__Directions for this task__.
Your reply should hold the line containing "Target: leaf" and every later line of the records, reproduced exactly, and no other lines.

(Source data)
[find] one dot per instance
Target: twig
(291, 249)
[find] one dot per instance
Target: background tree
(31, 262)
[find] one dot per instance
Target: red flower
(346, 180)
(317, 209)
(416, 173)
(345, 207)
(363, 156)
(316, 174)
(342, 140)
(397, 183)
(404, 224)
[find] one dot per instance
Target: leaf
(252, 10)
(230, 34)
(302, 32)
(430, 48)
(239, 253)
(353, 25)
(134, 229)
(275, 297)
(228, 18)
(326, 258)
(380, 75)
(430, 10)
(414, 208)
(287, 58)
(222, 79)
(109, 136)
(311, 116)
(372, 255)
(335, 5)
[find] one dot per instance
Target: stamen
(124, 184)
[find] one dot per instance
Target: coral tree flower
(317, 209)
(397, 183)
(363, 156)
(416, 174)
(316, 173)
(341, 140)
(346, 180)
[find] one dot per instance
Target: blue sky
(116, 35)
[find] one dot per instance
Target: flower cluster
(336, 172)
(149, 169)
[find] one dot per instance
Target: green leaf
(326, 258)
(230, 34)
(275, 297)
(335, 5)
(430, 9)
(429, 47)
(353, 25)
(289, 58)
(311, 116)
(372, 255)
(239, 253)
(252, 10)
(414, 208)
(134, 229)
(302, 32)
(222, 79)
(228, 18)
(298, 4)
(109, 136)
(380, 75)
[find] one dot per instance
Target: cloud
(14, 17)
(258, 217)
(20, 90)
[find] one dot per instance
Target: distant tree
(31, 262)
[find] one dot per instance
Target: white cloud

__Task output__.
Target: leaf
(252, 10)
(230, 34)
(302, 32)
(430, 48)
(239, 253)
(353, 25)
(134, 229)
(275, 297)
(228, 18)
(326, 258)
(380, 75)
(430, 10)
(414, 208)
(287, 58)
(222, 79)
(109, 136)
(311, 116)
(372, 255)
(335, 5)
[find] one dot per instance
Target: stamen
(124, 184)
[find] one dot per instance
Target: coral tree flower
(317, 209)
(397, 183)
(363, 156)
(416, 174)
(316, 173)
(341, 140)
(346, 180)
[find] one dot per instance
Target: blue sky
(116, 35)
[find] one dot per instance
Target: flower cluster
(336, 172)
(149, 169)
[find] one dot per instance
Target: green leaf
(326, 258)
(230, 34)
(275, 297)
(335, 5)
(430, 9)
(429, 47)
(353, 25)
(289, 58)
(311, 116)
(372, 255)
(239, 253)
(252, 10)
(414, 208)
(134, 229)
(302, 32)
(222, 79)
(228, 18)
(298, 4)
(109, 136)
(380, 75)
[find] one dot per instance
Target: cloud
(14, 17)
(258, 217)
(20, 90)
[find] one dot per instance
Target: distant tree
(31, 262)
[find] one dot per instance
Target: white cloud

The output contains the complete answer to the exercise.